::: Input rows

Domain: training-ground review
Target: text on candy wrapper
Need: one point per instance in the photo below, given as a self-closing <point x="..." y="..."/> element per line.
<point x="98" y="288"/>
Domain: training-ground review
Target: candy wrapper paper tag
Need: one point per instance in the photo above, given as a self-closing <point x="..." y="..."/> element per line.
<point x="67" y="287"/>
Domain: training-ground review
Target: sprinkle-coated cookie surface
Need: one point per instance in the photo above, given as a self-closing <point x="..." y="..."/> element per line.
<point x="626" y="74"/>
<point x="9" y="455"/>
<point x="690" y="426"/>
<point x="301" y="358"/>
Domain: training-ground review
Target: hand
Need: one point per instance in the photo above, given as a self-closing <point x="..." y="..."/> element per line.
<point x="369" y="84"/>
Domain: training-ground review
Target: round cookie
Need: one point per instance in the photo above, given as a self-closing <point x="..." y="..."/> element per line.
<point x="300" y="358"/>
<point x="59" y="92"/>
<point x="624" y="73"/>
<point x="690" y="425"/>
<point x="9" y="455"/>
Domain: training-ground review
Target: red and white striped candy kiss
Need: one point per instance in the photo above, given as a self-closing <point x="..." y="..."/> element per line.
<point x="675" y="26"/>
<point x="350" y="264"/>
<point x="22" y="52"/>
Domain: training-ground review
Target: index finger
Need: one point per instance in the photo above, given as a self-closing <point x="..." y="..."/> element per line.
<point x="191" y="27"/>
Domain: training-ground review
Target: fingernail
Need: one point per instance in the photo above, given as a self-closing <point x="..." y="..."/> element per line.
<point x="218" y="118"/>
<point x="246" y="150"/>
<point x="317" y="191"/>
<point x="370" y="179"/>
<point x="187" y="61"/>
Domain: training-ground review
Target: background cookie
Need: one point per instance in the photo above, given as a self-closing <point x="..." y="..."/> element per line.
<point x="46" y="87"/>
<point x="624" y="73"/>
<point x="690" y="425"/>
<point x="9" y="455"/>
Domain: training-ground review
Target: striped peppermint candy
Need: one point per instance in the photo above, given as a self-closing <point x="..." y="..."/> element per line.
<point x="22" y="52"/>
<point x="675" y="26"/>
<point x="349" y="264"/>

::::::

» **Your task**
Go through the records and print each one exactly.

» **Result**
Domain: training-ground review
Target: text on candy wrapper
Need: one point per instance in the photo below, given as a self-closing <point x="..." y="..."/> element per line.
<point x="98" y="288"/>
Domain: training-ground review
Target: candy wrapper paper tag
Need: one point per instance in the photo above, given as a self-closing <point x="..." y="..."/> element per line.
<point x="67" y="287"/>
Domain: training-ground review
Target: sprinkle-coated cookie surface
Need: one point per instance in the photo above, given as a self-closing <point x="..." y="..."/> element per line.
<point x="626" y="74"/>
<point x="9" y="455"/>
<point x="690" y="426"/>
<point x="301" y="358"/>
Domain: training-ground review
Target: hand
Need: one point per instance in the photo above, given as a self-closing <point x="..." y="..."/> element per line.
<point x="369" y="84"/>
Domain: training-ground review
Target: round cookie
Need: one point per instance in the photo above, given as a self-closing <point x="..." y="..."/> element per line.
<point x="300" y="358"/>
<point x="59" y="92"/>
<point x="624" y="73"/>
<point x="690" y="425"/>
<point x="9" y="455"/>
Domain: training-ground review
Target: red and white striped candy kiss
Need: one point per instance in the photo above, given as a self-closing <point x="..." y="..."/> element per line.
<point x="675" y="26"/>
<point x="350" y="264"/>
<point x="22" y="52"/>
Domain: training-ground review
Target: index finger
Need: one point per instance in the photo above, given as a self-closing <point x="..." y="..."/> element per line.
<point x="191" y="27"/>
Domain: training-ground review
Target: fingernail
Need: one point per instance in the photo above, given as a self-closing <point x="..." y="..."/> element per line.
<point x="218" y="118"/>
<point x="246" y="150"/>
<point x="317" y="191"/>
<point x="370" y="179"/>
<point x="187" y="61"/>
Domain: training-ground review
Target: background cookie
Need: one point per instance in the photo above, given as a self-closing <point x="..." y="..."/> element per line.
<point x="46" y="87"/>
<point x="624" y="73"/>
<point x="690" y="425"/>
<point x="9" y="455"/>
Domain: training-ground review
Target: striped peppermint candy
Need: one point per instance in the photo above, given as a self-closing <point x="..." y="..."/> element per line.
<point x="22" y="52"/>
<point x="675" y="26"/>
<point x="349" y="264"/>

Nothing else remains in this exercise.